## THE REQUEST
Express the items from the beginning through the line containing "[223,584,738,650]", inclusive, as a Markdown table with the columns Number and Item line. Skip blank lines, and leave the pictures out.

## Bounding-box records
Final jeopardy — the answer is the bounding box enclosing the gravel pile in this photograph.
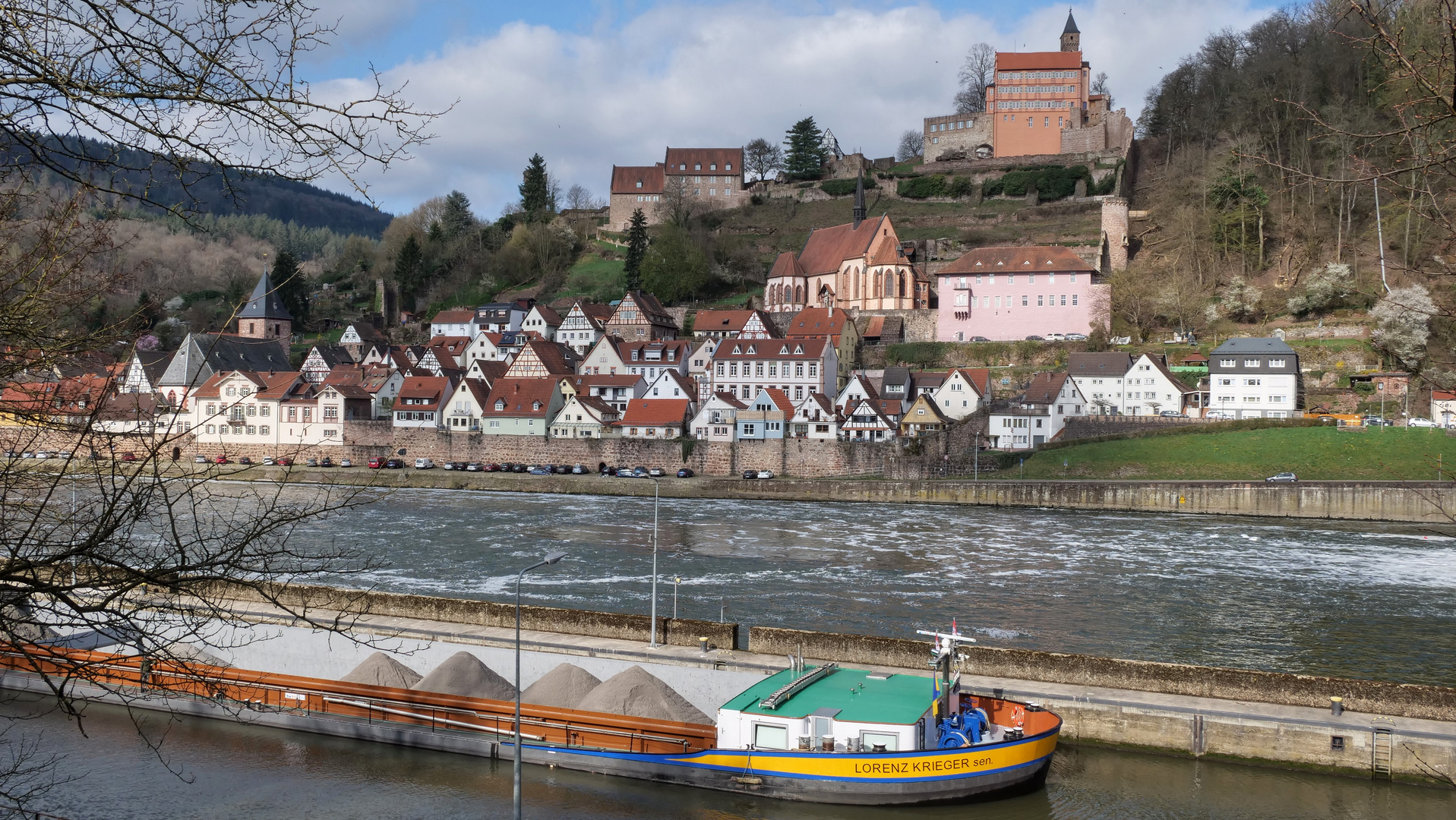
[411,652,516,701]
[521,663,602,709]
[340,652,419,689]
[572,666,713,724]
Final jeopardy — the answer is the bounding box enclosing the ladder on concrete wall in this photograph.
[1370,724,1394,781]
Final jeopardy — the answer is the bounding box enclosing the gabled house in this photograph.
[693,393,748,441]
[481,379,567,437]
[393,376,456,430]
[788,393,840,441]
[521,304,561,342]
[605,290,677,342]
[556,300,613,355]
[738,387,794,441]
[930,367,991,421]
[900,396,951,438]
[839,399,897,441]
[551,393,622,438]
[617,399,692,438]
[444,377,491,433]
[693,311,781,339]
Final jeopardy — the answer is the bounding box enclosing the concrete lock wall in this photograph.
[748,626,1456,721]
[223,584,738,650]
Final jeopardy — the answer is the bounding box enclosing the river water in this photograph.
[14,701,1456,820]
[295,490,1456,686]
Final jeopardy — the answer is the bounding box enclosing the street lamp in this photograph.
[511,552,567,820]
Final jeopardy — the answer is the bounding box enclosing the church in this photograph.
[763,178,930,313]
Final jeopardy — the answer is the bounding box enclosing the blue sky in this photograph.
[303,0,1274,219]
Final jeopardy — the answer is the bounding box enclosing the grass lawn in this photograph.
[997,427,1456,481]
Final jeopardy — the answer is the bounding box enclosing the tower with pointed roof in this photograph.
[1061,9,1082,51]
[237,271,292,341]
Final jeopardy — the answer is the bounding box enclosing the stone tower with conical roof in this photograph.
[237,270,292,342]
[1061,9,1082,51]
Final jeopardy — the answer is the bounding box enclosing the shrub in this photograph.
[820,178,880,197]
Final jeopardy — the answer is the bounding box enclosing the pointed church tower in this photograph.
[237,268,292,342]
[1061,9,1082,51]
[851,169,865,230]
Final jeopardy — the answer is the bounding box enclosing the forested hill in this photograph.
[6,138,393,239]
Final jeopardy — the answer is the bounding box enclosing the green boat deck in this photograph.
[722,666,935,724]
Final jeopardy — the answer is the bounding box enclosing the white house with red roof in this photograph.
[617,399,693,438]
[692,393,748,441]
[935,244,1111,342]
[712,336,839,402]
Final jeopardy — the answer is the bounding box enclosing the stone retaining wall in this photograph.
[748,626,1456,721]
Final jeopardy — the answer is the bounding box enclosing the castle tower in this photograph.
[1061,9,1082,51]
[237,271,292,341]
[854,169,865,227]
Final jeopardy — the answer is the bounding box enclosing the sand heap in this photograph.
[340,652,419,689]
[572,666,713,724]
[411,652,516,701]
[521,663,602,709]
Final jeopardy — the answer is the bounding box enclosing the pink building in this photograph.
[936,246,1110,342]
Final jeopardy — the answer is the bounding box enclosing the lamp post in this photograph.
[511,552,567,820]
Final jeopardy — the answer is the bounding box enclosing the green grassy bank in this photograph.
[1013,427,1456,481]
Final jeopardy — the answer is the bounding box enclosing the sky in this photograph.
[302,0,1274,219]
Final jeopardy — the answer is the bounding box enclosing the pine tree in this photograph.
[622,208,646,292]
[783,116,824,179]
[271,251,308,326]
[520,154,556,222]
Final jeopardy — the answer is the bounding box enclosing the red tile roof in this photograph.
[611,163,662,194]
[938,244,1097,276]
[619,399,689,427]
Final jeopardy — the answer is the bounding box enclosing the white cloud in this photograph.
[316,0,1261,217]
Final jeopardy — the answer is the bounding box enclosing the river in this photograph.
[286,490,1456,686]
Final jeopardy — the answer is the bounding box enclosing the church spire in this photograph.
[854,169,865,229]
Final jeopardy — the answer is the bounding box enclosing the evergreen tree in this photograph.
[520,154,556,222]
[271,251,308,326]
[440,191,475,239]
[783,116,824,179]
[622,208,646,290]
[395,235,425,308]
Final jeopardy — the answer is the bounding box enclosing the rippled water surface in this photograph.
[283,490,1456,685]
[14,704,1456,820]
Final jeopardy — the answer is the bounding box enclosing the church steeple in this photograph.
[854,169,865,227]
[1061,9,1082,51]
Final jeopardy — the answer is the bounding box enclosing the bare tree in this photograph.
[955,43,996,114]
[895,131,924,162]
[743,137,783,179]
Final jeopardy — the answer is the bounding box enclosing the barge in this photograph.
[0,635,1061,806]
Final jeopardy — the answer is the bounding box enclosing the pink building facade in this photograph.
[936,246,1111,342]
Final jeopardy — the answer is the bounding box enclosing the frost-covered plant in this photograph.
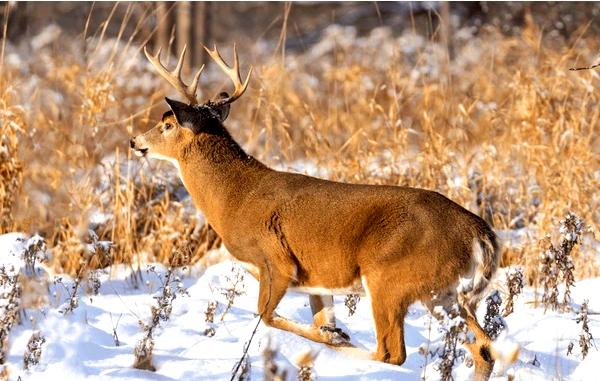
[0,97,25,234]
[23,332,46,370]
[567,300,596,359]
[344,294,360,316]
[502,267,524,317]
[262,337,287,381]
[434,304,473,381]
[0,266,21,364]
[483,290,506,340]
[221,264,245,321]
[54,230,113,314]
[19,234,48,276]
[204,301,219,337]
[54,276,81,315]
[231,352,252,381]
[296,350,317,381]
[540,213,584,310]
[133,266,188,371]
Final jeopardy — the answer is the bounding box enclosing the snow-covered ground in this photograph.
[0,234,600,381]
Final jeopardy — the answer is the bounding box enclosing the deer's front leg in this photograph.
[258,271,350,346]
[308,295,335,328]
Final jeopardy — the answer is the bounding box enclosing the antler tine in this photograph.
[144,46,204,104]
[204,44,252,106]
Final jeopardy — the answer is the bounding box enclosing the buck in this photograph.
[130,46,510,379]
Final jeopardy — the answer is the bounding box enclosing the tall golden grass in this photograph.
[0,11,600,277]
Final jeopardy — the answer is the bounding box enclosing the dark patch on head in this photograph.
[479,345,494,362]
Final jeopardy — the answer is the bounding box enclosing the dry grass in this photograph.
[0,8,600,278]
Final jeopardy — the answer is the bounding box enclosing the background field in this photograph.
[0,3,600,377]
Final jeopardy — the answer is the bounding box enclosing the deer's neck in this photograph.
[173,128,269,236]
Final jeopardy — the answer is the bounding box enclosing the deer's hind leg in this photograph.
[258,269,350,346]
[364,279,410,365]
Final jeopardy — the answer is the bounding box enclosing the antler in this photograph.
[204,44,252,106]
[144,46,204,105]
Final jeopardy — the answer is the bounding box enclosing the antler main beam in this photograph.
[204,44,252,106]
[144,46,204,105]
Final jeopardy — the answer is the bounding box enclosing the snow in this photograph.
[0,233,600,381]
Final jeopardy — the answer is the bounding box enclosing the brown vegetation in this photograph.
[0,5,600,284]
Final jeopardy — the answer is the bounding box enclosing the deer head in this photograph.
[130,45,252,161]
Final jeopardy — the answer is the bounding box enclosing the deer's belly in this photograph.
[289,280,365,295]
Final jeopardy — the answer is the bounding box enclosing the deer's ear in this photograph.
[165,98,196,133]
[216,91,231,123]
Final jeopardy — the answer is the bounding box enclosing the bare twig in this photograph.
[569,63,600,71]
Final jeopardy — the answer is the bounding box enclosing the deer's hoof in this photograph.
[320,325,352,347]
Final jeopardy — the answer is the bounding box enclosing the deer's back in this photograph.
[224,172,493,288]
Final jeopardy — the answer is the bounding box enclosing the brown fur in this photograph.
[131,95,498,379]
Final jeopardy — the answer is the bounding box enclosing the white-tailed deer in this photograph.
[130,43,506,379]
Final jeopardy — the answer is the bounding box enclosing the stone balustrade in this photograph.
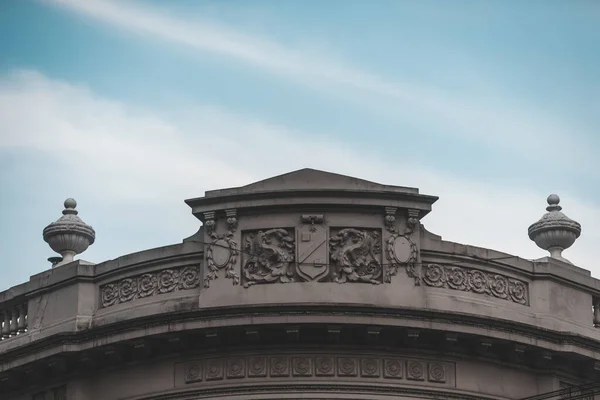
[0,301,27,340]
[0,170,600,400]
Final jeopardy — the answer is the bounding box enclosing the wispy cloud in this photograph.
[45,0,596,169]
[0,71,600,279]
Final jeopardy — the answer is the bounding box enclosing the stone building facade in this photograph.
[0,169,600,400]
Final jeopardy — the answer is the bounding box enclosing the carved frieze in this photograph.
[383,207,420,286]
[329,228,383,284]
[423,264,529,305]
[204,210,240,288]
[179,353,455,386]
[100,265,200,308]
[242,228,295,287]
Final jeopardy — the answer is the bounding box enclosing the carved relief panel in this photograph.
[242,228,295,287]
[204,210,240,288]
[329,228,383,284]
[384,207,421,286]
[296,215,330,282]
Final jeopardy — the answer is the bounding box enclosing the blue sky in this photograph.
[0,0,600,289]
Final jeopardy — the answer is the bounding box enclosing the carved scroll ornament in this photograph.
[100,265,200,308]
[423,264,529,305]
[243,228,294,287]
[329,228,383,284]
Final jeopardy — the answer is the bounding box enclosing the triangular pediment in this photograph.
[206,168,419,196]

## THE REPLY
| Number | Item line |
|---|---|
| 1 | Final jeopardy — the answer is the bounding box enclosing the gravel pile in this photograph. |
| 2 | [411,652,516,701] |
| 3 | [521,663,602,709] |
| 4 | [340,652,419,689] |
| 5 | [572,666,713,724] |
| 6 | Final jeopardy — the answer is the bounding box enclosing the ladder on concrete wall in this photograph. |
| 7 | [1370,724,1394,781] |
| 8 | Final jeopardy — the answer is the bounding box enclosing the gabled house in this photograph. |
| 9 | [693,393,748,441] |
| 10 | [481,379,567,437] |
| 11 | [393,376,456,430] |
| 12 | [788,393,840,441] |
| 13 | [521,304,561,342] |
| 14 | [605,290,677,342] |
| 15 | [556,300,613,355] |
| 16 | [738,387,794,441] |
| 17 | [930,367,991,421] |
| 18 | [900,396,951,438] |
| 19 | [839,399,897,441] |
| 20 | [551,393,622,438] |
| 21 | [617,399,692,438] |
| 22 | [444,377,491,433] |
| 23 | [693,311,781,339] |
| 24 | Final jeopardy — the answer is the bounding box enclosing the concrete lock wall in this photograph. |
| 25 | [748,626,1456,721] |
| 26 | [223,584,738,650] |